Return the lines of the listing below unchanged, from the line containing "green skirt in the photo above." up to and including the final line of the listing.
▼
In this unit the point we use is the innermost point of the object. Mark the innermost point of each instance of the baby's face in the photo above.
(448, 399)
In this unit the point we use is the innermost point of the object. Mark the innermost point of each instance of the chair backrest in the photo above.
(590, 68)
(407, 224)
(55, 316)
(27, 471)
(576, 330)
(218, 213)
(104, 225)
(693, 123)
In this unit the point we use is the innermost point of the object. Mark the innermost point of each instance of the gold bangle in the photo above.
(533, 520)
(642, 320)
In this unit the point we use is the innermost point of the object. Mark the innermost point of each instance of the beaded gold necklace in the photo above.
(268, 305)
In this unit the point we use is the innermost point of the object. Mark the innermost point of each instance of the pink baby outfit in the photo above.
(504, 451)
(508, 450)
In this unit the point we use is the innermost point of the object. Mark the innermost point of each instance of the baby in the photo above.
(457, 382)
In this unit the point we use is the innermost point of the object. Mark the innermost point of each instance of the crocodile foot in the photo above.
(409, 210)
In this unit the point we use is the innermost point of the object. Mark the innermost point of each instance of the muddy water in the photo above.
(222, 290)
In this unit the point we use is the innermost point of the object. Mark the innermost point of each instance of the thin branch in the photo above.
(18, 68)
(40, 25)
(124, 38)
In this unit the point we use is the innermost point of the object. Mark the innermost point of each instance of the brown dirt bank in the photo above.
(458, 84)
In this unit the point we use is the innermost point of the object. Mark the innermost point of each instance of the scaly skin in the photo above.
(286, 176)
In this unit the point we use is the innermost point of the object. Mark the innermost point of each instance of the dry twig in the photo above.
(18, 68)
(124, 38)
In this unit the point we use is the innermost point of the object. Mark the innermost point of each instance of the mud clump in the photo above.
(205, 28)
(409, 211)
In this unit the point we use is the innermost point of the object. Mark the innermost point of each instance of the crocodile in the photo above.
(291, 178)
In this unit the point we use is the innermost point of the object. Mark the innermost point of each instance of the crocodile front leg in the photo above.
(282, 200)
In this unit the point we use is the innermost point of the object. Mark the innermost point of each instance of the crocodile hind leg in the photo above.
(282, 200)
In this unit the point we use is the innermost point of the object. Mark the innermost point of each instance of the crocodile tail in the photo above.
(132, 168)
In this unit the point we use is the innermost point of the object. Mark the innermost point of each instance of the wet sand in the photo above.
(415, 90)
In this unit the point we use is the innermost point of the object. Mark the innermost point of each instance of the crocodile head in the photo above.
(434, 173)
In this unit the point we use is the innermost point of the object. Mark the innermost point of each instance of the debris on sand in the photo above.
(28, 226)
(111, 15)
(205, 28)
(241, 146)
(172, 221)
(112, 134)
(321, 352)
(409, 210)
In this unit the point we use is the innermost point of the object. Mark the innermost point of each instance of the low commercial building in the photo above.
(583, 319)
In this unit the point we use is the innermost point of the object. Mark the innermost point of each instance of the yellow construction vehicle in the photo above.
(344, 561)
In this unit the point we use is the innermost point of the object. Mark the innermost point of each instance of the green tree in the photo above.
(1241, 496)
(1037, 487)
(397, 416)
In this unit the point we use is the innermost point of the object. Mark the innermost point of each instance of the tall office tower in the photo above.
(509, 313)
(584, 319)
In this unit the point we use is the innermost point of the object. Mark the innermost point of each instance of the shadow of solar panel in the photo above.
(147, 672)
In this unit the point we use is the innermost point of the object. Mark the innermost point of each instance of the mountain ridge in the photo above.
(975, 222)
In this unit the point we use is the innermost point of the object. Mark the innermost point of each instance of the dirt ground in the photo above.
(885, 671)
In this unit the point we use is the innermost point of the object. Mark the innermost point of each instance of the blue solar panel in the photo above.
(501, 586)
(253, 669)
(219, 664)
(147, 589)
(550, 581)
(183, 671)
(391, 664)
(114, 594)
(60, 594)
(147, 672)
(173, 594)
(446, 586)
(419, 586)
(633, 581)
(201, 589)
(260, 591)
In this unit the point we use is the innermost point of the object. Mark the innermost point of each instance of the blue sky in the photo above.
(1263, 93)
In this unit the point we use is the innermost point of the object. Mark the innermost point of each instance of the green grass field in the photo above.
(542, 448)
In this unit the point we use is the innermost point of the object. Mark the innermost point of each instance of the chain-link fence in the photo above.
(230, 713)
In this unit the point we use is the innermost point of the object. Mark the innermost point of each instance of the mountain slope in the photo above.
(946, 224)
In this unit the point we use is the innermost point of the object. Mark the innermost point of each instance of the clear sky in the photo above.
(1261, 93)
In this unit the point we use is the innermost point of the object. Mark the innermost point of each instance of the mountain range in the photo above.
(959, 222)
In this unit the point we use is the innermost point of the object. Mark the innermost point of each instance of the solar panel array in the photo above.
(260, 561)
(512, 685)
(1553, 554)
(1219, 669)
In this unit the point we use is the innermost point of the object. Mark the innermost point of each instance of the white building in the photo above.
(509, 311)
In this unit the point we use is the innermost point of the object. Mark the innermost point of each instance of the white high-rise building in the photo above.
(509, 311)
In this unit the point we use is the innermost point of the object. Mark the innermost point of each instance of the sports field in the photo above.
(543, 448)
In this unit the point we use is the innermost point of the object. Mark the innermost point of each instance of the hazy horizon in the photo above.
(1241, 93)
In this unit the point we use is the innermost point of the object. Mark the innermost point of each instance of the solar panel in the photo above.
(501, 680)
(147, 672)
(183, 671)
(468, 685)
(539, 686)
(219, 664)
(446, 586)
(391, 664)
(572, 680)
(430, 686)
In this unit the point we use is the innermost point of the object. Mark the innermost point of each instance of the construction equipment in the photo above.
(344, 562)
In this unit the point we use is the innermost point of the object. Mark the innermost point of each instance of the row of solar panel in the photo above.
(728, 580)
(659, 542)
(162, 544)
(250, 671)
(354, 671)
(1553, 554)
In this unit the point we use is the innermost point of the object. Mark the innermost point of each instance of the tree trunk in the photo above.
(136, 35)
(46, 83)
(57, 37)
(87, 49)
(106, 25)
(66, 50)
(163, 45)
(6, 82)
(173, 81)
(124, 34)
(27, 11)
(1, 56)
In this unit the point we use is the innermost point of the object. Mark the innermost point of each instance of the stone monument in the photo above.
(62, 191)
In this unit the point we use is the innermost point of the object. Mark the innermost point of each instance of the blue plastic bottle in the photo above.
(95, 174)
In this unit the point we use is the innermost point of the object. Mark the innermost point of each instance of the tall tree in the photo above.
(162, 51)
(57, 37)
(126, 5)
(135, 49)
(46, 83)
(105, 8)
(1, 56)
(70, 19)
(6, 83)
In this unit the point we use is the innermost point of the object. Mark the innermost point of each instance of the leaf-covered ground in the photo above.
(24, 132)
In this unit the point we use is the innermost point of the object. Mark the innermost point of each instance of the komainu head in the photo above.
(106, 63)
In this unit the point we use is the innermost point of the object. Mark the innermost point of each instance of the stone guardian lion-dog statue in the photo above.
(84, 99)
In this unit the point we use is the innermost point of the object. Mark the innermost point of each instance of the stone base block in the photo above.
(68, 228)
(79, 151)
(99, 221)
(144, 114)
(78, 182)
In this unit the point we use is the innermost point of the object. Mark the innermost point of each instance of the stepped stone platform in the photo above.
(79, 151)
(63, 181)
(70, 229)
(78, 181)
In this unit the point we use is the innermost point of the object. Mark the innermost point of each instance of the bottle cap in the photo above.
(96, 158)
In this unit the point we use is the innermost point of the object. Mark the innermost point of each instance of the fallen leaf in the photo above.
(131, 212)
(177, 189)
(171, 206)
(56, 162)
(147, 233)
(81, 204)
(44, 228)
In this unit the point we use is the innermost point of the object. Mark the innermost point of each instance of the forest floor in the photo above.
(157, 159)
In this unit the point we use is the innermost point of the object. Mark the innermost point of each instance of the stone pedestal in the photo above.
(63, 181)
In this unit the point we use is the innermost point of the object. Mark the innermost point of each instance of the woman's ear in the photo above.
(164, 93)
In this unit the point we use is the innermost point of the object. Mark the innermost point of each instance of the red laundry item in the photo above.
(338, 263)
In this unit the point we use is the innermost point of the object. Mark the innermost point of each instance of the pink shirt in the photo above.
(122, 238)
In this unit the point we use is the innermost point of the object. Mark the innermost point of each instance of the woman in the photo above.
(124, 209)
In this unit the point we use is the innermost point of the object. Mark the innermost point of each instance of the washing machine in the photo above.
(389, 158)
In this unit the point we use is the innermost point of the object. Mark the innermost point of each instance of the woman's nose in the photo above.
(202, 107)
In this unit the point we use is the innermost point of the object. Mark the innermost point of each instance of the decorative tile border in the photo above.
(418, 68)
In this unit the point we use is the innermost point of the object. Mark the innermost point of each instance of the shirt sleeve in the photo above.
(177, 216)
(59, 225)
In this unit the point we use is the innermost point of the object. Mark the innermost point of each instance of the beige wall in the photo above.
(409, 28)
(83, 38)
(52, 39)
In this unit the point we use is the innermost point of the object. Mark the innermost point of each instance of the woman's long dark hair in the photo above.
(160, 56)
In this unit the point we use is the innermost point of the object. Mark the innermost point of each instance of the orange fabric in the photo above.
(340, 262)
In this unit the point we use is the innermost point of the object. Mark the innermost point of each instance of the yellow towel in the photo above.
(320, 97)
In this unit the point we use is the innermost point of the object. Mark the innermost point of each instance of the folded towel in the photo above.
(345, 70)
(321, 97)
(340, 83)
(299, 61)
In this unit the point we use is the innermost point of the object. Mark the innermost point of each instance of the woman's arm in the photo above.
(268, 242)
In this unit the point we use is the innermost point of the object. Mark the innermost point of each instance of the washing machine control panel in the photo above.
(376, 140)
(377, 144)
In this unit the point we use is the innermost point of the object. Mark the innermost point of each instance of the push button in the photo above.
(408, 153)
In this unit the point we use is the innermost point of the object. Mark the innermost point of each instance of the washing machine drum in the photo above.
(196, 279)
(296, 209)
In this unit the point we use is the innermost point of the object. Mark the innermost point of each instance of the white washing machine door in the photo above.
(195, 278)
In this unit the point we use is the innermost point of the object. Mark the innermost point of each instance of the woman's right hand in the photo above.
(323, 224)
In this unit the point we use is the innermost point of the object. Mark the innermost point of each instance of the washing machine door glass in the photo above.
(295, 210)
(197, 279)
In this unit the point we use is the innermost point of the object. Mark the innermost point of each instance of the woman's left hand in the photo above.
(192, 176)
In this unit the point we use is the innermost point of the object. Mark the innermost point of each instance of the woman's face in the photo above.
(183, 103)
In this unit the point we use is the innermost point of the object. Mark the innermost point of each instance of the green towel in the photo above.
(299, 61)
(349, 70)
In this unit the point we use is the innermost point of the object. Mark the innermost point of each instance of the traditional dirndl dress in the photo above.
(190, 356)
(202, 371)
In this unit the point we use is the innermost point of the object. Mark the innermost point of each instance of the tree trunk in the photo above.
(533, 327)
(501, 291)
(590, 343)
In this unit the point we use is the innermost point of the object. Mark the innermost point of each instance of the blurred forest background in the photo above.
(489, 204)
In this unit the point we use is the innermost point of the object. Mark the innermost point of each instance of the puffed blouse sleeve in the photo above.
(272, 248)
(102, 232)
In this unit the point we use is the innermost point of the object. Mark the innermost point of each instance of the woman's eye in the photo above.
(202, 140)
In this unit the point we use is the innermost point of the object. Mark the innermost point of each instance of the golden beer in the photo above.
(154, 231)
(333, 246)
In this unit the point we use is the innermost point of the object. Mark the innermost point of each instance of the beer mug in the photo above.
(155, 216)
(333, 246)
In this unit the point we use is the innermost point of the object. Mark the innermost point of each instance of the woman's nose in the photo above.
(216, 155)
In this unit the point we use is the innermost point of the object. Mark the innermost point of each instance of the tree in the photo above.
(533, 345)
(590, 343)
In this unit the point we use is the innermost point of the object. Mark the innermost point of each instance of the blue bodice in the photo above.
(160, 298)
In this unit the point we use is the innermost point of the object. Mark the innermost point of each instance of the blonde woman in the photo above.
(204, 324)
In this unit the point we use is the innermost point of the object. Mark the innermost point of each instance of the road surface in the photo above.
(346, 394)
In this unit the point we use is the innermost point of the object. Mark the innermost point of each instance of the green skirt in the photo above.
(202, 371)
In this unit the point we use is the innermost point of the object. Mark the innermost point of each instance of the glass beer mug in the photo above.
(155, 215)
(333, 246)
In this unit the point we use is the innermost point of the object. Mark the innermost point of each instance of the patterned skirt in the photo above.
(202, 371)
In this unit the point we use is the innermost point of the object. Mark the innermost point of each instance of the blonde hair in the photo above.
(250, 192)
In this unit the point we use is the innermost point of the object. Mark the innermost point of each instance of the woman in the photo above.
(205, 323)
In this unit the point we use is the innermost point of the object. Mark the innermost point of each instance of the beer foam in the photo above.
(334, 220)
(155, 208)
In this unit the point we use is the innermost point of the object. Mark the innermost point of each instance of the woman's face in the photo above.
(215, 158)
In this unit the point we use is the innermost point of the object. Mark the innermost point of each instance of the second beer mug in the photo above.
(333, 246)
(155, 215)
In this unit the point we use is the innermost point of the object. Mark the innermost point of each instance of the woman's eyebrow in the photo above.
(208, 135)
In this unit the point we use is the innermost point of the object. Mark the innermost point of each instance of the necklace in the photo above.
▲
→ FINAL RESULT:
In this unit the point we use is the innermost point of the object. Mark the innermost point of each instance of the green skirt in the photo above.
(202, 371)
In this unit the point we use is the innermost point of the object. Mark the innermost point of each instance of the glass beer mug in the photo above.
(155, 215)
(333, 246)
In this unit the point we use is the innermost point of the object. Mark the innermost point of each instance of the patterned skirt in the photo above.
(202, 371)
In this unit the point we use is the innermost point of the object. Mark the innermost point of each instance of the blonde hair in the photo above.
(250, 192)
In this unit the point we use is the innermost point of the object. Mark the innermost point of each instance of the woman in the photo above.
(205, 323)
In this unit the point we use is the innermost point of the object. Mark the innermost point of each instance of the beer foam in the photo above.
(334, 220)
(155, 208)
In this unit the point we use is the innermost point of the object. Mark the innermost point of each instance of the woman's face in the photo above.
(215, 158)
In this unit the point we use is the innermost point of the object. Mark the innermost point of each instance of the second beer mug in the photo above.
(333, 246)
(155, 215)
In this unit the point we use is the innermost point of the object. Mark the innermost point of each instance of the woman's eyebrow in the photo above.
(208, 135)
In this unit the point we use is the innermost point of the object. Mark the innermost point of each instance of the necklace in the photo above.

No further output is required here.